(Location identification entries)
# # # # #

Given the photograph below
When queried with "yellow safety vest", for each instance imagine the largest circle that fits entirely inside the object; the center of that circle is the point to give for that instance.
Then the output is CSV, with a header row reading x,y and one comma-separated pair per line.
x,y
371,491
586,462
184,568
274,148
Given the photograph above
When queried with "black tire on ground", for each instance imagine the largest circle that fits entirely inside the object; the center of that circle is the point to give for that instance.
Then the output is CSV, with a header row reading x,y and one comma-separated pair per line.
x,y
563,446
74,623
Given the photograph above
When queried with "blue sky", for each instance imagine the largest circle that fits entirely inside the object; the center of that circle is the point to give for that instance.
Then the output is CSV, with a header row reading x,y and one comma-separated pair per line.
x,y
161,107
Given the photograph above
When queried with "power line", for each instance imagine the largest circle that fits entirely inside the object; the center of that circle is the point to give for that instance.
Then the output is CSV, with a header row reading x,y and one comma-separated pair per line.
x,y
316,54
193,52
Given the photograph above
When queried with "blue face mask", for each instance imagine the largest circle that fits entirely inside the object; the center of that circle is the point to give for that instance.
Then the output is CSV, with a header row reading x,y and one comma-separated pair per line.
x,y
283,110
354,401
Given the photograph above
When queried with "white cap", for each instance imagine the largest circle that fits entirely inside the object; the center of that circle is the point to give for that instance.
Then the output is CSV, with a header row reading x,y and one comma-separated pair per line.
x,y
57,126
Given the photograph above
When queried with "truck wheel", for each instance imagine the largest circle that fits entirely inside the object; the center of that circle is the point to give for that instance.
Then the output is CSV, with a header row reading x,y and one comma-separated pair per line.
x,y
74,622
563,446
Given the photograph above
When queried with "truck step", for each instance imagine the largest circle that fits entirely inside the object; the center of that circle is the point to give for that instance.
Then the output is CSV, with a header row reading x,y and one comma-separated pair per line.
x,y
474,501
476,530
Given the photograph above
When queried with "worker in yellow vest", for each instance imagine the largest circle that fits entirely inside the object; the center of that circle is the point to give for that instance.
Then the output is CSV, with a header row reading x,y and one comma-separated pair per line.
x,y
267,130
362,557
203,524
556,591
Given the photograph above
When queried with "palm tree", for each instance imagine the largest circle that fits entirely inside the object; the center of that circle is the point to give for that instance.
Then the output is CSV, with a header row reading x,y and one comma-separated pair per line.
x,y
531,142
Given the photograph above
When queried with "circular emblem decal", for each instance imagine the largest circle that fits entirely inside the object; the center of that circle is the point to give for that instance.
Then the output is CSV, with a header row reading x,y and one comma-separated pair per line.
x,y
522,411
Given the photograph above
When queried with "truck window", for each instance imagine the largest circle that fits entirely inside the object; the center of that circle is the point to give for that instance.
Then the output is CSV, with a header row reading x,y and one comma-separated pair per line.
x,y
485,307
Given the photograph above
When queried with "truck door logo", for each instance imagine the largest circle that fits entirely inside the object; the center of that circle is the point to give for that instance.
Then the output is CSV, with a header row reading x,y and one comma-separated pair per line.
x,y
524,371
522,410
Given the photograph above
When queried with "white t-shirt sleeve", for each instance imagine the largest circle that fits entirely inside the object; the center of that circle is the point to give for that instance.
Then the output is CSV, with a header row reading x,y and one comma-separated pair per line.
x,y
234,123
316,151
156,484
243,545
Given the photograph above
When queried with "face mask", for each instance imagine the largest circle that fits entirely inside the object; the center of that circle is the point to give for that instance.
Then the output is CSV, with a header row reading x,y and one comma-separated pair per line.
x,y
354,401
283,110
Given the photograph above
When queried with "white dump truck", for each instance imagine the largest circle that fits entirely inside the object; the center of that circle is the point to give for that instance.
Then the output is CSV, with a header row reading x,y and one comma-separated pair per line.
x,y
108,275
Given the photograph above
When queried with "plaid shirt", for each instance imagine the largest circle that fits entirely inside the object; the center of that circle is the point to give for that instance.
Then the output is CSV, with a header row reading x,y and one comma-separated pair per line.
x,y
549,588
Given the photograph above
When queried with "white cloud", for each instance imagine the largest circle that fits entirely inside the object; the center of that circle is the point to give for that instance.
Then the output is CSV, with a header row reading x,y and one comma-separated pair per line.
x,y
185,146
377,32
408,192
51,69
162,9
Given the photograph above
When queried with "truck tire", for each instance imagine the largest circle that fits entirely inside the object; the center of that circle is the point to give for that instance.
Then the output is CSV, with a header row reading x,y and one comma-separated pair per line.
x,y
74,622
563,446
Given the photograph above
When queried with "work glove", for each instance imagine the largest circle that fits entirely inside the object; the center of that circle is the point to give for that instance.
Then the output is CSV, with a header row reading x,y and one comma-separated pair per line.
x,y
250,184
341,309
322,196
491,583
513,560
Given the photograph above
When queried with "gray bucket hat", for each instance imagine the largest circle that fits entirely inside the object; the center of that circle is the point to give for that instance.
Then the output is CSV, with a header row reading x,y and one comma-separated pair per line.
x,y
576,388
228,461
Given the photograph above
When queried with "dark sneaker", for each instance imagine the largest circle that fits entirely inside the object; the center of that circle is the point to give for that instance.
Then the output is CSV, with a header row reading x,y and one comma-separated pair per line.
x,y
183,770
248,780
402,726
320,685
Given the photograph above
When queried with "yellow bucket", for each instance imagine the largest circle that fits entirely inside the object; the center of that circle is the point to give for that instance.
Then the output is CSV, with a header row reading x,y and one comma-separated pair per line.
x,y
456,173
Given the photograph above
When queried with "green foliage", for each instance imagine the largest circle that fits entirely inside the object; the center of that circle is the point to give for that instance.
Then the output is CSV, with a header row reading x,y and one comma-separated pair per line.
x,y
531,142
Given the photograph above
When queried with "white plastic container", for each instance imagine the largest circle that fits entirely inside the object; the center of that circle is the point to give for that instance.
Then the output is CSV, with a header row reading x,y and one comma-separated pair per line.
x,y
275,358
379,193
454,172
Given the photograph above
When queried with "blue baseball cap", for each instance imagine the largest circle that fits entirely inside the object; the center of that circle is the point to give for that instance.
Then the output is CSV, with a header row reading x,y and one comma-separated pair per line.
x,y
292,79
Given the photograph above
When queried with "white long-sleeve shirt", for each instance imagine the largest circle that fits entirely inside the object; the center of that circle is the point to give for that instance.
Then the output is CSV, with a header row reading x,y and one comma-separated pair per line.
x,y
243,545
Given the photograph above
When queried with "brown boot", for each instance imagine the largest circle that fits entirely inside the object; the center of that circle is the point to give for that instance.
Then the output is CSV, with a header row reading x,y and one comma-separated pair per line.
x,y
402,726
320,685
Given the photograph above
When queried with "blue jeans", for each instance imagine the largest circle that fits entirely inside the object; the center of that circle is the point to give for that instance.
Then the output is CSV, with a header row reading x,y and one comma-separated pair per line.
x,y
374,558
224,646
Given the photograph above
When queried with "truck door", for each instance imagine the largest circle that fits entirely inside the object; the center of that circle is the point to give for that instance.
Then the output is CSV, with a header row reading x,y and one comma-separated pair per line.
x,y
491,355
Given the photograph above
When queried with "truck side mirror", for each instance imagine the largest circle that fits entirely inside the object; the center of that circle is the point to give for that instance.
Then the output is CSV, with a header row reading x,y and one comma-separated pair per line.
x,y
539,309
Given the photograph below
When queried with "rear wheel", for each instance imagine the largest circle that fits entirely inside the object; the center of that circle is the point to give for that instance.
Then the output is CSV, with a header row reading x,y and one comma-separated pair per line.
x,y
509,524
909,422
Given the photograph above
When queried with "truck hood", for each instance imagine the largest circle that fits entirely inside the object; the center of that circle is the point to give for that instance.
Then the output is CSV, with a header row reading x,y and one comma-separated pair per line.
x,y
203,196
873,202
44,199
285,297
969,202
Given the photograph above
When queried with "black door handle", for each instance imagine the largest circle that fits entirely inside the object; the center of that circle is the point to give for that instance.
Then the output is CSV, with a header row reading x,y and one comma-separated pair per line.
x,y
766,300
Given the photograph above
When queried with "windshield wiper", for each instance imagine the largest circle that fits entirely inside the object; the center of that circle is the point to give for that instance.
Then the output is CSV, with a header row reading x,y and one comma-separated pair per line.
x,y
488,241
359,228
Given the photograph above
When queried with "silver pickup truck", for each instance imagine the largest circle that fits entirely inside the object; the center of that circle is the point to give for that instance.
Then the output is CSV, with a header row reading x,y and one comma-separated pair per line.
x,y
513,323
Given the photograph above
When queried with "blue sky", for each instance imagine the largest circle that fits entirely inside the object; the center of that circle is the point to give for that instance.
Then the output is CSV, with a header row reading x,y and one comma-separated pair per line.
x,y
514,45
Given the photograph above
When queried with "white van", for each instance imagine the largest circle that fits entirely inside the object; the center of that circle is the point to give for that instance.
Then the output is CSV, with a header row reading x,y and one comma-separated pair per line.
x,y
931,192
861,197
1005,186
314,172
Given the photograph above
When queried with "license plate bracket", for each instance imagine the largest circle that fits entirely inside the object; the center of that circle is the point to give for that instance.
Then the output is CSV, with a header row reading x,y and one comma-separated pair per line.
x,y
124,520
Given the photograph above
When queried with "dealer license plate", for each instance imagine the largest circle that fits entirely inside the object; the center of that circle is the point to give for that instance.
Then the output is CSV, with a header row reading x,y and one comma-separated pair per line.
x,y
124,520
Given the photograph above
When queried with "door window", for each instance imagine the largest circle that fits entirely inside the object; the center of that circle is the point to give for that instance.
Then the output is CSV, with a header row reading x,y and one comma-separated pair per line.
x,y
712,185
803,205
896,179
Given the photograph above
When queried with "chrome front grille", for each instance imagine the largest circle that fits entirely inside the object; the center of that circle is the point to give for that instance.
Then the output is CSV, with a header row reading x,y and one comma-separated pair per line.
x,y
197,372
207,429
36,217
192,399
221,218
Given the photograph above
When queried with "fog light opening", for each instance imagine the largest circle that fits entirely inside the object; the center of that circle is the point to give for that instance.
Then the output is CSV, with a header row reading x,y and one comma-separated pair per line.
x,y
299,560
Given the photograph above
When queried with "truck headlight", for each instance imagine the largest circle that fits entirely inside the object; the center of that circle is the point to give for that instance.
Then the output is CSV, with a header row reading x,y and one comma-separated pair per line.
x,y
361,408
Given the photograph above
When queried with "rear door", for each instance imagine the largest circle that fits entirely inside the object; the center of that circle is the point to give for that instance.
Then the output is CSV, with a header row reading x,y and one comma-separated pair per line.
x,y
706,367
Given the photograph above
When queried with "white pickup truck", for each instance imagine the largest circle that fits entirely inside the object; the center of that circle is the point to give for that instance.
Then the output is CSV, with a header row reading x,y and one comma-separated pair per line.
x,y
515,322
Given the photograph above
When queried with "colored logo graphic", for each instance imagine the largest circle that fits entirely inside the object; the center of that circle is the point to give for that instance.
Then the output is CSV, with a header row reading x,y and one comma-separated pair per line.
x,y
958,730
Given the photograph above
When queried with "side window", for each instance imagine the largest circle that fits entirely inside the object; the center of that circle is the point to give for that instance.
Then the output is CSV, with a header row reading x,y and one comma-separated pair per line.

# # # # #

TASK OBJECTIVE
Which lines in the items above contain the string "door", with case counting? Select each of them and copy it in full.

THE RESULT
When queried with "truck door logo", for each instance imagine the largest circle that fits entirely inside the object; the center of that circle is the point to give for that instance.
When queried with "truck door", for each instance imagine the largest circle that fits entirely inside the object; the center of that circle is the point to give for that instance.
When queried with "black door handle", for each instance imagine the largest circle that fits entirely inside the object; the center of that circle is the point to give for that instance.
When queried with "door window", for each instance imagine the largest circle that fits entirely inside the object; the center of that circle is the point to give for that instance.
When queried with "rear door", for each instance imagine the largest circle that fits entirely inside the object; the center of that circle is the point to give for that instance.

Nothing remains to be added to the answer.